* _Study questions_:
**a.** In the excerpt on humor and memes, what salt did Mobster #1 sprinkle on his food instead of table salt?
**b.** Say whether each statement agrees with the excerpt on humor and memes, answering yes or no and quoting the words that decide it: (i) The bridge in the meme on the left is described as 99.997% safe. (ii) The meme on the right claims the Pfizer vaccine is 95% effective. (iii) The pro-vaccine advertisements in New York City are paid for by private companies.
**c.** Extend the excerpt on humor and memes past its final sentence.

*** Extract provided ***

Mobster #2 replies, “Nope, you did. You asked for salt. You got salt.”
Mobster #1 dies after a few extremely uncomfortable hours. He had unwittingly sprinkled a salt called sodium fluoroacetate (NaFC2H2O2) on his food instead of common table salt, (NaCl).
Mobster #2 gave his enemy “salt” without notifying him about the last-minute change in the definition of the word.
This type of humor involves a comedian who literally stands up in front of an audience and delivers a prepared collection of jokes called a “routine”. George Carlin, used all kinds of humor–including the dark kind–to jolt his audiences out of their well-trodden mental pathways.
You can watch the video at this link. https://www.youtube.com/channel/UCKPqXpcxrFiTys6K1nSzkAw
A picture or series of pictures accompanied by words can deliver a strong message that won’t easily be forgotten. If it makes you laugh, it will leave an even stronger impression. Therefore, images and words-on-images have become a popular tool for those who would challenge automatic thought and behavior. Unfortunately, they are also used by those who want to create automatic thought and behavior. The opening image I chose for post #34 is an example of the pro-vaccine advertisements that are seen everywhere in New York City–paid for by the taxpayer.
There has been a battle of memes since the COVID-19 story began in January of 2020. On one side you have memes that support the official story told by Gates/Fauci/Pfizer. On the other side, you have memes that challenge that story and offer alternative stories. I could write a whole book about the “Battle of COVID Memes”. For now, I will show you two.
The meme on the left compares a very sturdy-looking bridge to the Pfizer vaccine without actually mentioning the word, “vaccine”. The bridge is 99.997% safe (and so is the vaccine ). We are meant to understand that refusing to take the vaccine is like swimming through dangerous waters instead of taking the nice safe bridge (according to the memester).
The meme on the right shows a face. Above the face, are two statements of “fact”: The Pfizer vaccine is 90% effective…But COVID is 99.8% survivable. In other words, not dangerous waters for most of us–just a jump over a puddle. Who needs the vaccine?

*** End of Extract provided ***
*** Given information ***

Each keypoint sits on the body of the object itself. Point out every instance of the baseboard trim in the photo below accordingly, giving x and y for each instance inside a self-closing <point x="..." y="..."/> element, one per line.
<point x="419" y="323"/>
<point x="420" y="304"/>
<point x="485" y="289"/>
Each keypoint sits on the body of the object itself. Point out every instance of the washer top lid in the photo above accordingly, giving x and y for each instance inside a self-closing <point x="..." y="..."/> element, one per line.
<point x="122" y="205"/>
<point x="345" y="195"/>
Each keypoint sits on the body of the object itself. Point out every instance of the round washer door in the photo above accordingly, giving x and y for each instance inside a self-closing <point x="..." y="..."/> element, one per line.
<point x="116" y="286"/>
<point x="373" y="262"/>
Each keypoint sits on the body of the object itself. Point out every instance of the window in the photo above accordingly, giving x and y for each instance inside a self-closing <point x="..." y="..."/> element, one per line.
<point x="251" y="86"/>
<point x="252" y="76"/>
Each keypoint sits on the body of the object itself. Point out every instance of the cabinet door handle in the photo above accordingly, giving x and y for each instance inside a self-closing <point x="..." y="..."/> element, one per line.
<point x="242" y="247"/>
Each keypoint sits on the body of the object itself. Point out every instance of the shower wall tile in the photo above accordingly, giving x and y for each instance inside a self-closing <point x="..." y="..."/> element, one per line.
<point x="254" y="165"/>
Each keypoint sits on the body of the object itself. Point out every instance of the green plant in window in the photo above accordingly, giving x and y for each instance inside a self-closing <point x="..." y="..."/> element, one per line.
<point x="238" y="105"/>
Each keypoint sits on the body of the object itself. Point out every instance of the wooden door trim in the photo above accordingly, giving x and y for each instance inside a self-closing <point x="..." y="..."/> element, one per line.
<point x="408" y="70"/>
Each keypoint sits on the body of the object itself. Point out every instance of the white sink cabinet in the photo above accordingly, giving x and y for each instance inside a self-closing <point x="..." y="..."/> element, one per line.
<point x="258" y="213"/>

*** End of Given information ***

* _Response list_:
**a.** Sodium fluoroacetate (NaFC2H2O2).

**b.**
(i) Yes: "The bridge is 99.997% safe"
(ii) No: "The Pfizer vaccine is 90% effective"
(iii) No: "paid for by the taxpayer"

**c.**
Control Savvy Comments
Notice that both memes are using comparison/contrast. X vs Y. In literature, comparisons can be either metaphors or similes. The bridge meme is a metaphor. It compares the vaccine to a bridge and the virus to dangerous waters without using the word vaccine or virus. The face meme does not use literary devices. Rather, it offers two sets of scientific-looking data. It gives information not only about the benefits of the vaccine (90% effective), but also about the low risk of the virus (99.9% survivable).
Here’s the problem. The information is wrong in both memes. Back in November of 2020, Pfizer claimed that the vaccine was 90% effective, but we all found out together that it is 90% effective. for…2 months. After 6 months you are no longer protected. You are basically off the bridge. The meme on the right is correct in saying that the virus is not dangerous for most people under 60, but is incorrect because it doesn’t mention immunocompromised people.
In terms of brainwashing capability, the bridge meme is superior. The picture of the bridge is memorable. The letters are boldly visible right next to the bridge. There is humor in the idea of a person swimming instead of taking advantage of the bridge. The meme on the left is not memorable or funny. The face is a nice face, but it doesn’t illustrate the information. The information is not a part of the picture, and might even be overlooked.
In terms of intellectual honesty, the meme on the right is superior. The memester did the best he could with the information available at the time.
In closing: We all love jokes. We love to tell them, listen to them, read them, watch them. Laughter is good for the body and the soul. However, Control Savvy people are aware of its potential use as a mind control device. The best we can do is observe how it affects our minds while we laugh and then be mindful of the thoughts and feelings that stick in our minds after the laughter stops.